#### [Instructions to follow]
Each entry is to be printed again word for word.

═══ Input data

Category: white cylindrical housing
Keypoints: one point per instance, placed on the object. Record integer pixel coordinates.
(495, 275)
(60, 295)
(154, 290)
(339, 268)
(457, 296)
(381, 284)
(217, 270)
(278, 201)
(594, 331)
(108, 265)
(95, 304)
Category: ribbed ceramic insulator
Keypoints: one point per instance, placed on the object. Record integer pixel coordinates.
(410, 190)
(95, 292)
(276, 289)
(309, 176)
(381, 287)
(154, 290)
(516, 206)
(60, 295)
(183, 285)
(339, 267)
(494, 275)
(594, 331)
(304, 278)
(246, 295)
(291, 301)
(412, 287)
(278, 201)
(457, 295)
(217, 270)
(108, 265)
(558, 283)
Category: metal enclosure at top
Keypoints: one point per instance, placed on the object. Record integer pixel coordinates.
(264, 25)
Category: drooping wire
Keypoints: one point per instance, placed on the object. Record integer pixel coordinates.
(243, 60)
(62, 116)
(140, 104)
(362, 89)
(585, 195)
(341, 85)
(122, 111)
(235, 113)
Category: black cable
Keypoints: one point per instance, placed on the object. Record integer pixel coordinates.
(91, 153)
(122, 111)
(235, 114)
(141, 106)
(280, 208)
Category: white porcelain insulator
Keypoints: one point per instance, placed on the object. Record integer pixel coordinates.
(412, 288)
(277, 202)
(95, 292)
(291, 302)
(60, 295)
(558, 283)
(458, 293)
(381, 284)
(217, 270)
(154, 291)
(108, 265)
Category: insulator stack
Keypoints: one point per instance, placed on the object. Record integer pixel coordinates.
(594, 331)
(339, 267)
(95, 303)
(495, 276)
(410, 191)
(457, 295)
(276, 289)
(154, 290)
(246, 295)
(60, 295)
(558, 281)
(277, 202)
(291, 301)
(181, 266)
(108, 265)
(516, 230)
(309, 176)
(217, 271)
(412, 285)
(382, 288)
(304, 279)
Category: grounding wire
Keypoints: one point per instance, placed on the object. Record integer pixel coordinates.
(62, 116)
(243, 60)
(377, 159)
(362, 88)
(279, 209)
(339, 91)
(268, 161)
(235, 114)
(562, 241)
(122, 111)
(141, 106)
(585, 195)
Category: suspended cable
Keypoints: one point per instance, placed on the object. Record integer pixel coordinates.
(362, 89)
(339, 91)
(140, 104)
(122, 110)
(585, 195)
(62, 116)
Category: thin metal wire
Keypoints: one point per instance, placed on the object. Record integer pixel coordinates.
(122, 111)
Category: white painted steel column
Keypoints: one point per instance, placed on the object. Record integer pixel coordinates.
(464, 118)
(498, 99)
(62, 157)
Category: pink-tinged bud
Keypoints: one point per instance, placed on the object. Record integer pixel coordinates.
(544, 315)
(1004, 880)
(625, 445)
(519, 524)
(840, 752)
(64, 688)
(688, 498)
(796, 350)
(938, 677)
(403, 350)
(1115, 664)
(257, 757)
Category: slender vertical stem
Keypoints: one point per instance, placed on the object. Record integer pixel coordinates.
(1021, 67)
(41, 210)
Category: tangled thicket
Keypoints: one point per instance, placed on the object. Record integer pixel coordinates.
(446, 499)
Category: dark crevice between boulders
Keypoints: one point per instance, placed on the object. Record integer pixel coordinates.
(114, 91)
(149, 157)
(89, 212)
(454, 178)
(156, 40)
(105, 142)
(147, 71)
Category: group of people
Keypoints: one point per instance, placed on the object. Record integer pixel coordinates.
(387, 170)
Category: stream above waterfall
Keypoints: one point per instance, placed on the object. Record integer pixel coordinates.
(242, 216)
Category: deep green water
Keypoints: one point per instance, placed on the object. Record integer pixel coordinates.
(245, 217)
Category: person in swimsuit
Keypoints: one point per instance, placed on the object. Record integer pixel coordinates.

══════

#### [Result of this exercise]
Category: white cylindrical housing
Keypoints: one point per instance, placed on the object. Record integer pixel coordinates.
(495, 275)
(60, 295)
(154, 290)
(339, 268)
(457, 296)
(381, 284)
(217, 270)
(278, 201)
(594, 331)
(108, 265)
(95, 304)
Category: ribbed ceramic insulator
Keypoints: one point per instance, placed on the object. Record integer pixel coordinates.
(410, 190)
(95, 292)
(276, 289)
(309, 176)
(381, 287)
(154, 290)
(516, 206)
(60, 295)
(183, 285)
(339, 267)
(494, 275)
(594, 331)
(304, 278)
(246, 295)
(291, 301)
(412, 287)
(278, 201)
(457, 295)
(217, 270)
(108, 265)
(558, 283)
Category: metal enclosure at top
Keypoints: one point per instance, placed on the object. Record integer pixel coordinates.
(264, 25)
Category: drooping wire
Keypoints: one point per instance, placed on the object. Record integer pixel coordinates.
(243, 60)
(62, 116)
(140, 104)
(362, 89)
(585, 195)
(341, 85)
(122, 111)
(235, 113)
Category: black cable
Keypoints: one point per instance, placed on the object. Record integer pixel coordinates.
(91, 153)
(122, 111)
(235, 114)
(141, 106)
(280, 208)
Category: white porcelain insulator
Keypoints: one point per instance, placed on the object. Record integer pixel coordinates.
(412, 288)
(277, 202)
(95, 292)
(291, 302)
(60, 295)
(558, 283)
(458, 293)
(381, 284)
(217, 270)
(154, 291)
(108, 265)
Category: insulator stack
Keypoints: one point per instance, placed on the object. Record integer pixel coordinates.
(594, 331)
(339, 267)
(95, 303)
(495, 276)
(410, 191)
(457, 295)
(276, 289)
(154, 290)
(246, 295)
(60, 295)
(558, 281)
(277, 202)
(291, 301)
(181, 266)
(108, 265)
(516, 230)
(309, 176)
(217, 271)
(412, 285)
(382, 288)
(304, 279)
Category: grounding wire
Keypoints: one point per instance, placed on the object. Record integer pixel coordinates.
(62, 116)
(243, 60)
(377, 159)
(362, 88)
(279, 209)
(339, 91)
(268, 161)
(235, 114)
(562, 241)
(122, 111)
(141, 106)
(585, 195)
Category: suspended cable
Keypoints: one point per instance, placed on the object. Record integer pixel coordinates.
(362, 89)
(339, 91)
(140, 104)
(122, 110)
(585, 195)
(62, 116)
Category: thin metal wire
Keypoints: one point per instance, placed on the object. Record integer pixel coordinates.
(122, 111)
Category: white painted steel column
Keypoints: one point per instance, placed on the object. Record integer pixel coordinates.
(464, 118)
(498, 99)
(62, 157)
Category: pink-tinged bud
Keypoints: one point per instance, placed on the object. Record integer pixel coordinates.
(544, 315)
(1004, 880)
(625, 445)
(519, 524)
(840, 752)
(64, 688)
(688, 498)
(796, 350)
(938, 677)
(403, 350)
(1115, 664)
(257, 757)
Category: slender vertical stem
Keypoints: one point per instance, placed on the object. Record integer pixel coordinates.
(1021, 67)
(41, 210)
Category: tangled thicket
Keypoints: one point per instance, placed on the object. Record integer pixel coordinates.
(446, 499)
Category: dark crevice between boulders
Keypoints: one point per instance, placed on the object. Record integer pixel coordinates.
(114, 91)
(149, 157)
(89, 212)
(454, 178)
(156, 40)
(105, 142)
(147, 71)
Category: group of people
Keypoints: one point per instance, placed on the object. Record integer pixel coordinates.
(387, 170)
Category: stream above waterfall
Keypoints: one point per instance, placed on the object. Record integer pixel coordinates.
(242, 216)
Category: deep green water
Keypoints: one point per instance, placed on the object. Record integer pixel coordinates.
(245, 217)
Category: person in swimsuit
Keypoints: one point per instance, placed on the object. Record integer pixel coordinates.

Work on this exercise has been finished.